Work instruction: Go over the records and copy every line with the string "palm".

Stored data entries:
------------------------------------------------------------------------

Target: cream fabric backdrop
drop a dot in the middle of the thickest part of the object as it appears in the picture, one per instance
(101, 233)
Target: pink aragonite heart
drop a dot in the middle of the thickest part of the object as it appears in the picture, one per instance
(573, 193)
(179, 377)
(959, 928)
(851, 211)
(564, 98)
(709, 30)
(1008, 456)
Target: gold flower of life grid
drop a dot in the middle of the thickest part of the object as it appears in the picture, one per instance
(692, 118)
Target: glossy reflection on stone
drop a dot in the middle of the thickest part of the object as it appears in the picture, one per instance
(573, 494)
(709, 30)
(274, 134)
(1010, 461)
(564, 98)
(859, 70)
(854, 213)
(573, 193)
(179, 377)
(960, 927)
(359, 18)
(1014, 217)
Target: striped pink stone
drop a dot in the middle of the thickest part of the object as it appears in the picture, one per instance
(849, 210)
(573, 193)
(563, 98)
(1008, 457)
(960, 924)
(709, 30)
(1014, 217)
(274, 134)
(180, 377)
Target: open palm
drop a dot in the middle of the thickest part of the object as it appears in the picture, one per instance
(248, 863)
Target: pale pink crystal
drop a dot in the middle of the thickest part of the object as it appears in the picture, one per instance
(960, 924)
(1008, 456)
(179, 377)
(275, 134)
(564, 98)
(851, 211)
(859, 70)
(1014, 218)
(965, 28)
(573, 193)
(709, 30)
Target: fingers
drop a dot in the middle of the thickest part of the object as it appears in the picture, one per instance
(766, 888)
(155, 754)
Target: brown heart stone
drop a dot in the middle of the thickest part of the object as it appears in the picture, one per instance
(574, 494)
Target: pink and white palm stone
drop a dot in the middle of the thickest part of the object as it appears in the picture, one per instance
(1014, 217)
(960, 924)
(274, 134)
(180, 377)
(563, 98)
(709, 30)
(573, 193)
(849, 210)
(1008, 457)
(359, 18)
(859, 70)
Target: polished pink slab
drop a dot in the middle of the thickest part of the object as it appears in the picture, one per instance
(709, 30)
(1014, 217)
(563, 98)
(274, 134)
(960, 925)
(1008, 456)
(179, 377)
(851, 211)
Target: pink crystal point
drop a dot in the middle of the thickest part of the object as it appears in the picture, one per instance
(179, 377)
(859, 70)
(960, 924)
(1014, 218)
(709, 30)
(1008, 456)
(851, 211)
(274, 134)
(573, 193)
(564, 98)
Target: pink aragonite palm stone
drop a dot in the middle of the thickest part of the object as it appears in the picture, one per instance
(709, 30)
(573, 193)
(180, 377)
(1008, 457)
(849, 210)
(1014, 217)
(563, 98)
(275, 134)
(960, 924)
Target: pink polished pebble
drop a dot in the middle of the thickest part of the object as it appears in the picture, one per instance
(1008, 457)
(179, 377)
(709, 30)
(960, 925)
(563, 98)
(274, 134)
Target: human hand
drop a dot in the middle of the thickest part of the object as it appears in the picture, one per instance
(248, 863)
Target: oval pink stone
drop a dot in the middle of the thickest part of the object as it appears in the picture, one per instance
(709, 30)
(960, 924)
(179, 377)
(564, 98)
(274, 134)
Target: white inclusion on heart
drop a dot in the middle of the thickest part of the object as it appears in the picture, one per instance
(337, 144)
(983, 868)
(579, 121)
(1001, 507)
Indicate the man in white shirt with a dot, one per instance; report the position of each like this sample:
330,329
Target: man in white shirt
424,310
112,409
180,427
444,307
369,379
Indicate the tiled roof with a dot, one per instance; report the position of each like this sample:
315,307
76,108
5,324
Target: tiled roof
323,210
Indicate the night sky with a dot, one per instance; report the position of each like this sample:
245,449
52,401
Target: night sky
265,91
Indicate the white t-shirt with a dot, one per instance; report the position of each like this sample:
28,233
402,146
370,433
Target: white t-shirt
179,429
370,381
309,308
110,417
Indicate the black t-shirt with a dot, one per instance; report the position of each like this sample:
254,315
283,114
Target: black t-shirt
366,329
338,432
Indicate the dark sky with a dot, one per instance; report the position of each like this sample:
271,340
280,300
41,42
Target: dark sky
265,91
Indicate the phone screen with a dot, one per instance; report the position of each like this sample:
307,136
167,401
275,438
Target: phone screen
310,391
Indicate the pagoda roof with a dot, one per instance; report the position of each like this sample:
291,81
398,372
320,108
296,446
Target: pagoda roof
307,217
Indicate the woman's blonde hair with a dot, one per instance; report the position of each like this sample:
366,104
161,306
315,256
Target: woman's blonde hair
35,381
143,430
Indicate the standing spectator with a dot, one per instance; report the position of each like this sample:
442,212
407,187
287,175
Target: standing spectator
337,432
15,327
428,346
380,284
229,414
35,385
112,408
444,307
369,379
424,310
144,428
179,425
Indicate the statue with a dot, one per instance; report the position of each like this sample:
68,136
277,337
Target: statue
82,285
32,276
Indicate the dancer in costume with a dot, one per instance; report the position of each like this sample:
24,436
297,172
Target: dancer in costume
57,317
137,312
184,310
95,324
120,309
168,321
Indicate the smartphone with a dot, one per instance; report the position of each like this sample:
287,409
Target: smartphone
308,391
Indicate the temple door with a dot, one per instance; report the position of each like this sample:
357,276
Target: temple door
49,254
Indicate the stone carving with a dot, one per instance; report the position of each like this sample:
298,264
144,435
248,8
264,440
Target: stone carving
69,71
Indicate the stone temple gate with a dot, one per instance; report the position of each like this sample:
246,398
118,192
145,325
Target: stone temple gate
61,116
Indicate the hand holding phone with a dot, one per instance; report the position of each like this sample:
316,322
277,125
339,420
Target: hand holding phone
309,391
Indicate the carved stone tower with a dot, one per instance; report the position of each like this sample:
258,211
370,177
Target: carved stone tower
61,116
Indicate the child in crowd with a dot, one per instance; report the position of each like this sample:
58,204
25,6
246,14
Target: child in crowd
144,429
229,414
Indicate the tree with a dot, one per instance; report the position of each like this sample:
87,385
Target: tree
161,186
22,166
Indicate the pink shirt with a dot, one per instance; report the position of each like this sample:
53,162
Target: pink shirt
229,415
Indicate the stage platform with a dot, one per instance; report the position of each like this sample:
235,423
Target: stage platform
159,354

------------------------------------------------------------------------

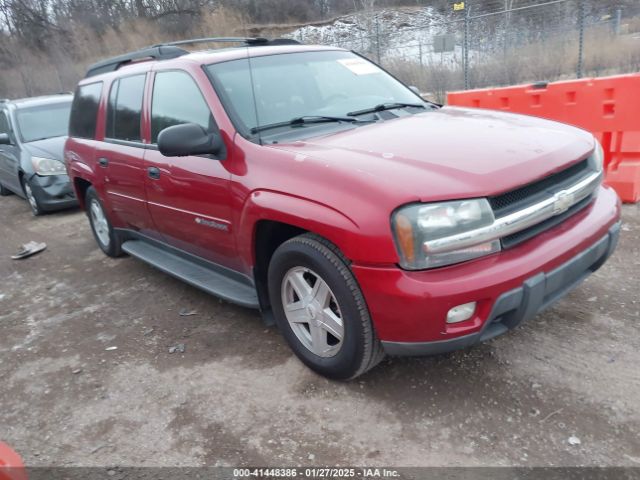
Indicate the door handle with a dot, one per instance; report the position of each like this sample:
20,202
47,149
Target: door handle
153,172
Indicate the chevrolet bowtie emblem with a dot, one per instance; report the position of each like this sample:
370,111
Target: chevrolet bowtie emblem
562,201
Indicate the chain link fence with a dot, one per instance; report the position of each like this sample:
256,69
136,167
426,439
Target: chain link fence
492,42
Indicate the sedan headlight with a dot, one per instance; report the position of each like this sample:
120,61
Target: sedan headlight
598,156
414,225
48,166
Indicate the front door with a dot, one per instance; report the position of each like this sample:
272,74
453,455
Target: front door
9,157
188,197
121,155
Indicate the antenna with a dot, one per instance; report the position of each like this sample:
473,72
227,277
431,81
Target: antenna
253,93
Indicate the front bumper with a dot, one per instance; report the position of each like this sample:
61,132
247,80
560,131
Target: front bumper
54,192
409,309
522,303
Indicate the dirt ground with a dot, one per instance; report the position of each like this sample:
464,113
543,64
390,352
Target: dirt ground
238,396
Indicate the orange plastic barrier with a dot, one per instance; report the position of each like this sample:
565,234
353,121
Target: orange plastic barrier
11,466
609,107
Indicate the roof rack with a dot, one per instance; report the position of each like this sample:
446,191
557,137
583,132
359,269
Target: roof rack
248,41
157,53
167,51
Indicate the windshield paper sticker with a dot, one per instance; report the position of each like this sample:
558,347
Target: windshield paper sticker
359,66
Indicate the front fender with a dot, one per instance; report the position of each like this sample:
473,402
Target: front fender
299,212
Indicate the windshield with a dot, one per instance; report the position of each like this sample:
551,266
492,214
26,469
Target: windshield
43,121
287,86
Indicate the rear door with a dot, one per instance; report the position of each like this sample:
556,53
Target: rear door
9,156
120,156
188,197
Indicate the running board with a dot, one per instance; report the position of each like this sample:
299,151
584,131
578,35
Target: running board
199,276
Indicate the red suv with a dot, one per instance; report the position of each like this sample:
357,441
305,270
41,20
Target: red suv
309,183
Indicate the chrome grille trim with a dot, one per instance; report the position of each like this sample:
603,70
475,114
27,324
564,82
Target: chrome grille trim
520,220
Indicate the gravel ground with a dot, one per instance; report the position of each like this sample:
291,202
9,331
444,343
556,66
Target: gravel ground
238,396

------------------------------------------------------------------------

Written solution:
Target: open palm
Target: pink and white palm stone
Target: pink aragonite palm stone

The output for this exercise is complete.